WHAT THE TASK ASKS
Which lines in the entries below contain the string "cone"? Copy each of those lines in full and leave out the rest.

Records:
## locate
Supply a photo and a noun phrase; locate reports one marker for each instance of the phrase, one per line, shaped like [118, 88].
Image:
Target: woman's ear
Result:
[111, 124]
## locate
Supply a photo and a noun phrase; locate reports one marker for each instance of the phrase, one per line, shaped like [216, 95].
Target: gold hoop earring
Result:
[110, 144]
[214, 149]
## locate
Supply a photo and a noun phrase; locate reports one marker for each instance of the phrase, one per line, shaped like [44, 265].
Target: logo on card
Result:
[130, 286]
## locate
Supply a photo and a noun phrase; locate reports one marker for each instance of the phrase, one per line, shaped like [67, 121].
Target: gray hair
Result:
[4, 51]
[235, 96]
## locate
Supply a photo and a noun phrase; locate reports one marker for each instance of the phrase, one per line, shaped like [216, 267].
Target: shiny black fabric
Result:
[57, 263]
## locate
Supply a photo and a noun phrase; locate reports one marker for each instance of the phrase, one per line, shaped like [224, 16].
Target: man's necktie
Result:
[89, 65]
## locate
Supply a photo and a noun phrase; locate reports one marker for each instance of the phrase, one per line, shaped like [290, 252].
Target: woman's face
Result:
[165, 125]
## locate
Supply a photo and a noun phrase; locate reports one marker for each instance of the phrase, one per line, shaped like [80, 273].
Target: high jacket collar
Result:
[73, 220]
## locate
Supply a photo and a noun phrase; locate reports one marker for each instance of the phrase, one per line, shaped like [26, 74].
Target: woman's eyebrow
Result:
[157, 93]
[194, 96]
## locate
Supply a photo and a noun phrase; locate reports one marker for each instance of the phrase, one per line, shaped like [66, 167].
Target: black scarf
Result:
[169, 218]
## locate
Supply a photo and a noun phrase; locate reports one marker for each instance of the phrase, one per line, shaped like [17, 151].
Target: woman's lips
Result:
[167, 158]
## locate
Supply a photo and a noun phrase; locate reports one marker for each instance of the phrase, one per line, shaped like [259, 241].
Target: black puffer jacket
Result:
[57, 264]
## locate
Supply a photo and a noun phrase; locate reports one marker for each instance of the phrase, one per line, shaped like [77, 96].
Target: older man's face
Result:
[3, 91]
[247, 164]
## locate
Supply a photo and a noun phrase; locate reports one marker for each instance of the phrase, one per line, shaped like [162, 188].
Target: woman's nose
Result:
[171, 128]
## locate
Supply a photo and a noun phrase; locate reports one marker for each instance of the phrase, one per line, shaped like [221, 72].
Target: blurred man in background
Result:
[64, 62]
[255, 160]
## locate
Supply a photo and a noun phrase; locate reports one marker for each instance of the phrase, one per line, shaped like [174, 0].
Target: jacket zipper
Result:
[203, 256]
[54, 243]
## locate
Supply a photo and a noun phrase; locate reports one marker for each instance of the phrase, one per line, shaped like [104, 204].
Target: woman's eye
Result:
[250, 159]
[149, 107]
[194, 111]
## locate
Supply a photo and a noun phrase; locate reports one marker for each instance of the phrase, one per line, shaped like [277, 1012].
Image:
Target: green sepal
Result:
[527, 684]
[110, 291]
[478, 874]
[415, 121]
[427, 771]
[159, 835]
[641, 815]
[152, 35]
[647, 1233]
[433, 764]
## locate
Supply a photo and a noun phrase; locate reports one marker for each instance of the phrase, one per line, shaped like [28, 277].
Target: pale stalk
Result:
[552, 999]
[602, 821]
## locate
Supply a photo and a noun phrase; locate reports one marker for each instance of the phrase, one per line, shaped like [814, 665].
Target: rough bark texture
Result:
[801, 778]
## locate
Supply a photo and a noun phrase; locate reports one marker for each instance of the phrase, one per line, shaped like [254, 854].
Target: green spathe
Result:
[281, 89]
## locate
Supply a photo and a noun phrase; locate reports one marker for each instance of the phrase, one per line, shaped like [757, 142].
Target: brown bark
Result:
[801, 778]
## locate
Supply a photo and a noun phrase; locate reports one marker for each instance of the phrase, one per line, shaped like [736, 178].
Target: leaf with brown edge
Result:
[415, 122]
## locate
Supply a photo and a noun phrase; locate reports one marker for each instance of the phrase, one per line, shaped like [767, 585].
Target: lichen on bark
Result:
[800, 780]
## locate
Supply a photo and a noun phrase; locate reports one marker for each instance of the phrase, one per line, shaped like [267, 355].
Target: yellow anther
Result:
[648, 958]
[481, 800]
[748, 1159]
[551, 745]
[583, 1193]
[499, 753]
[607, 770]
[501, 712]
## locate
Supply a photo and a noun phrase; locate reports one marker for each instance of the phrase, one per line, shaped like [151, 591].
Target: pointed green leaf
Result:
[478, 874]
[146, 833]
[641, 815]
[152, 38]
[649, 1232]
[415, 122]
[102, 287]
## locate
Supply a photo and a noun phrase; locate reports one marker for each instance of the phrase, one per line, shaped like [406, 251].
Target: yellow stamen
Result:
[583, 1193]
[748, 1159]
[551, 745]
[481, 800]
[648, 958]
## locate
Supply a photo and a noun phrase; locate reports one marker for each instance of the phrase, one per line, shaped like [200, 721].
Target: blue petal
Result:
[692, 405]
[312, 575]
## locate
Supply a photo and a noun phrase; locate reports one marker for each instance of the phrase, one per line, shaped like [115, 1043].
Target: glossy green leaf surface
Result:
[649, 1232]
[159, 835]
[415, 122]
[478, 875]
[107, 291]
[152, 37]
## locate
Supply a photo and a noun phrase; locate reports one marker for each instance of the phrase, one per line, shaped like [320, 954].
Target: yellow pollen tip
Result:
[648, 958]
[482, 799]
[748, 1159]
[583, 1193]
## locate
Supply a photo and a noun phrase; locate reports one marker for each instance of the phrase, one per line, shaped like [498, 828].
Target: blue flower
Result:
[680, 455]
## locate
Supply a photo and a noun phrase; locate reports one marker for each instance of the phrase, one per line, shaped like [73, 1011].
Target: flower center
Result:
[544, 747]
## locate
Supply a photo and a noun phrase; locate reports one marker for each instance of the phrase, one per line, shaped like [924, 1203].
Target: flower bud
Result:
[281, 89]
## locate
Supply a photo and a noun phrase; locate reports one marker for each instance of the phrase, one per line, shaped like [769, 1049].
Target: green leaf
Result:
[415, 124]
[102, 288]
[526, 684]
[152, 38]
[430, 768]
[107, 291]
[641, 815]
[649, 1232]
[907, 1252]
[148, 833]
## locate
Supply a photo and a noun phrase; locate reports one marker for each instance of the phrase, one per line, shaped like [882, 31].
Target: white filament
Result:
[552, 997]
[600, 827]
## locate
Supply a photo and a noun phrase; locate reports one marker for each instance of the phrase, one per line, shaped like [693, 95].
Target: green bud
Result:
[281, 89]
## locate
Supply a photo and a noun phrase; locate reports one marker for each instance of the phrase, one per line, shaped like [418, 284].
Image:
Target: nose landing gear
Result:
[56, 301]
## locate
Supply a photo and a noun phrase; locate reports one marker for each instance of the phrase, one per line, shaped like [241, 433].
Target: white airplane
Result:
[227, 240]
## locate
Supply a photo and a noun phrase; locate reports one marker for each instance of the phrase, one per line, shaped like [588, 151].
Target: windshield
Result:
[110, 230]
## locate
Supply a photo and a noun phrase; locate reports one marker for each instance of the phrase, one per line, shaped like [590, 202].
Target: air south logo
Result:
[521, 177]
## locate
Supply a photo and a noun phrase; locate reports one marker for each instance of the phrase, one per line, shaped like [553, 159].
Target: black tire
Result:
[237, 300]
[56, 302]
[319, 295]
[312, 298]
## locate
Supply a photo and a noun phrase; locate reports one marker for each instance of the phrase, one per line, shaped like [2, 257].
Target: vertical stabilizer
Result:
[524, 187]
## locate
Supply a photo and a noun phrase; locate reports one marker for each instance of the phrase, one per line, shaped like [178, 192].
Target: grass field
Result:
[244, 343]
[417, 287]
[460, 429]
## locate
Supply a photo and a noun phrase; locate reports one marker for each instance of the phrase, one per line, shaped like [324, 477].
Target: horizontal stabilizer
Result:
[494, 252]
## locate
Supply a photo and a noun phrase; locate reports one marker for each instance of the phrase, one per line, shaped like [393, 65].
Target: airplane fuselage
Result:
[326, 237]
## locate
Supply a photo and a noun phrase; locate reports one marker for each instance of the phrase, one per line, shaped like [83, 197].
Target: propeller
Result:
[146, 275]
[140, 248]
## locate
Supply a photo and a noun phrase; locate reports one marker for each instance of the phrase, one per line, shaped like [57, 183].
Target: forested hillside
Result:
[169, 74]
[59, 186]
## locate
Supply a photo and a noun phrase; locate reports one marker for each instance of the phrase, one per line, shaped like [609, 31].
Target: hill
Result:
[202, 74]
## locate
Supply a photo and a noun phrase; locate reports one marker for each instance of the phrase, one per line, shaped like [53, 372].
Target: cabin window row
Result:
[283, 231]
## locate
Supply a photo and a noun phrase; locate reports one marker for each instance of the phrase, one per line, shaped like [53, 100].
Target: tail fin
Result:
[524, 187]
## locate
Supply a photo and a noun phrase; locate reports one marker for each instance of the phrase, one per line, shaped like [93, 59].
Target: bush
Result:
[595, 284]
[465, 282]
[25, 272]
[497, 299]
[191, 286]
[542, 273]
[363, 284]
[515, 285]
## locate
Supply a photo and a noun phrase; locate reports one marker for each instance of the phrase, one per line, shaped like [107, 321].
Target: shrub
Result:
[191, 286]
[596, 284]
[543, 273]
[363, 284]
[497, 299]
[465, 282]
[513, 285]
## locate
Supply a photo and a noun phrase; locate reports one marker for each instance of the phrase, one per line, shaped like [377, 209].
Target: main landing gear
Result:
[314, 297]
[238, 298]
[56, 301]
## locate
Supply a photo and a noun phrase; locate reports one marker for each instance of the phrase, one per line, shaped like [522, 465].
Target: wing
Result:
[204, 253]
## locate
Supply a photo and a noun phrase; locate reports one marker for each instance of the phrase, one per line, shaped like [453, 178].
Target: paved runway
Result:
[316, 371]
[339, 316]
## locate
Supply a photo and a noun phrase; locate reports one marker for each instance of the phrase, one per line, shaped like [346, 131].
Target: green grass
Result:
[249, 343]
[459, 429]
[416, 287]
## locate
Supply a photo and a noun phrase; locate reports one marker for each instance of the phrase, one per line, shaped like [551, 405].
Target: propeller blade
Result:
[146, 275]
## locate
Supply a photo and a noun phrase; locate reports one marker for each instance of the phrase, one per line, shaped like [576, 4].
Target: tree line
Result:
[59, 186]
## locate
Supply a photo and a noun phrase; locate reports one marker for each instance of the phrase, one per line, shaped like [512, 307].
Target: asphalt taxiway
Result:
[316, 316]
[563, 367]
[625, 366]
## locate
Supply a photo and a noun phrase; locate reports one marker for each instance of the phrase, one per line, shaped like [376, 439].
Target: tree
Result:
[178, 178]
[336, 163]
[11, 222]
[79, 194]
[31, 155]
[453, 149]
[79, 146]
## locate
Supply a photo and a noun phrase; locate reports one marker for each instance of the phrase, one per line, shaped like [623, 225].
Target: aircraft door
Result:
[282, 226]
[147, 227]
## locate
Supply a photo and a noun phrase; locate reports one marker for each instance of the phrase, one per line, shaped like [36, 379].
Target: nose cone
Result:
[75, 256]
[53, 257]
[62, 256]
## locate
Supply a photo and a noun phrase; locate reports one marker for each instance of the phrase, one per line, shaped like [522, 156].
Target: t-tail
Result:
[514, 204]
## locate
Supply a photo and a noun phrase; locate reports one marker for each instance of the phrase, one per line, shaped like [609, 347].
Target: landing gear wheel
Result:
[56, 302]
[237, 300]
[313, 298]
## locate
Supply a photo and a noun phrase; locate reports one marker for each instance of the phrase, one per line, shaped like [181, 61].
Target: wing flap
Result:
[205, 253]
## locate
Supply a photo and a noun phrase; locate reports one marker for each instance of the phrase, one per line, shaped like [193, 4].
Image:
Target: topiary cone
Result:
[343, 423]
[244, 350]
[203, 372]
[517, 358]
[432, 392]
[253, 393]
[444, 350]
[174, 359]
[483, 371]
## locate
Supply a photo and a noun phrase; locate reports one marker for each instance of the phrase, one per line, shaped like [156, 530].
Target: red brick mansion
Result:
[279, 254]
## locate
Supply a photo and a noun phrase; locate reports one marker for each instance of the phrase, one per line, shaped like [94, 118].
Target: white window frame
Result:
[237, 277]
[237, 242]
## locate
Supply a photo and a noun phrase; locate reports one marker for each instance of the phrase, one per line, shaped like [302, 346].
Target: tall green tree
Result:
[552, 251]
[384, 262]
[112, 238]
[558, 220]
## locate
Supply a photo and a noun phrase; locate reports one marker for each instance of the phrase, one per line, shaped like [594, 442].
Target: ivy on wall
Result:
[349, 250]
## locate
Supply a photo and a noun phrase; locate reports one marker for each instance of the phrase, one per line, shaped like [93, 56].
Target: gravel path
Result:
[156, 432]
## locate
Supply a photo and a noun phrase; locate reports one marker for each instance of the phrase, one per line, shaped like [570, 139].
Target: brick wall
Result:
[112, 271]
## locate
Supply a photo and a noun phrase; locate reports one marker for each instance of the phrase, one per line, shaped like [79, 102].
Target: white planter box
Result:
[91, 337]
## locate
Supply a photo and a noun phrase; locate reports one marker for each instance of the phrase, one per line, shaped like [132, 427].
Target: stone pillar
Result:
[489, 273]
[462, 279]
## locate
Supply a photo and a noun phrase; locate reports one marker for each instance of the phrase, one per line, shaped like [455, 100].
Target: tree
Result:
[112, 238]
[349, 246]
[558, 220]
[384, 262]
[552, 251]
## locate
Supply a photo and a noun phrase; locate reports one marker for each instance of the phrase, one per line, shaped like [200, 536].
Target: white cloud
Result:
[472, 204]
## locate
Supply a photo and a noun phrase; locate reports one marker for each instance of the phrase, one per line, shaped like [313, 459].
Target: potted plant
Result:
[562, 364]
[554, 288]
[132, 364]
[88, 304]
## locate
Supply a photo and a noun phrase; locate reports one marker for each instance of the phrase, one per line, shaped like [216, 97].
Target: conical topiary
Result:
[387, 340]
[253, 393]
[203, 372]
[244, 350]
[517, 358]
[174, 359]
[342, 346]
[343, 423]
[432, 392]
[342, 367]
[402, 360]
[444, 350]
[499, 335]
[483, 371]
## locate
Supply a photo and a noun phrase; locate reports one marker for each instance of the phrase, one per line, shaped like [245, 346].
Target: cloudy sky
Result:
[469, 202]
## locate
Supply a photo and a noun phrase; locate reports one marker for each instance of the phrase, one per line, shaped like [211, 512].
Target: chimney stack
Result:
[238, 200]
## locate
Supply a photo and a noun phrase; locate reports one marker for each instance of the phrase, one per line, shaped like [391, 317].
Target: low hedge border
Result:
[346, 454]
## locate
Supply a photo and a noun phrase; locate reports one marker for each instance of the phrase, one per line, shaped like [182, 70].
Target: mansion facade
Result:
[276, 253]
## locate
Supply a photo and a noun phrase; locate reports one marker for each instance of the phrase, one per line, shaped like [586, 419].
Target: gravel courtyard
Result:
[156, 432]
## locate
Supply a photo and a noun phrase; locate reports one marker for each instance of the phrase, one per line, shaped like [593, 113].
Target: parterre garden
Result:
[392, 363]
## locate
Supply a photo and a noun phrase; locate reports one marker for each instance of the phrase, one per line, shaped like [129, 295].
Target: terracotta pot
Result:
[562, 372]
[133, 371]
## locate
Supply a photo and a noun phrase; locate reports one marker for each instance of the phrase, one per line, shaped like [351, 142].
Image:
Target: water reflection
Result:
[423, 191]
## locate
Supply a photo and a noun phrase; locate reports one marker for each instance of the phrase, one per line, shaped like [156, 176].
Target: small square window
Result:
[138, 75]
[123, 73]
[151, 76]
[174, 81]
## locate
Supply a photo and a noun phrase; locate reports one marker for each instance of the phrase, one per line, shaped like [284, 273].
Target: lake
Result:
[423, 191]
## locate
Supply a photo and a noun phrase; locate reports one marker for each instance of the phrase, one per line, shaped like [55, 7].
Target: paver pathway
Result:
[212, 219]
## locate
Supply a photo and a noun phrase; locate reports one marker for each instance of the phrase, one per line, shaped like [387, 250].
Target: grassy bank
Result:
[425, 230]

FULL SOLUTION
Target: nose cone
Target: topiary cone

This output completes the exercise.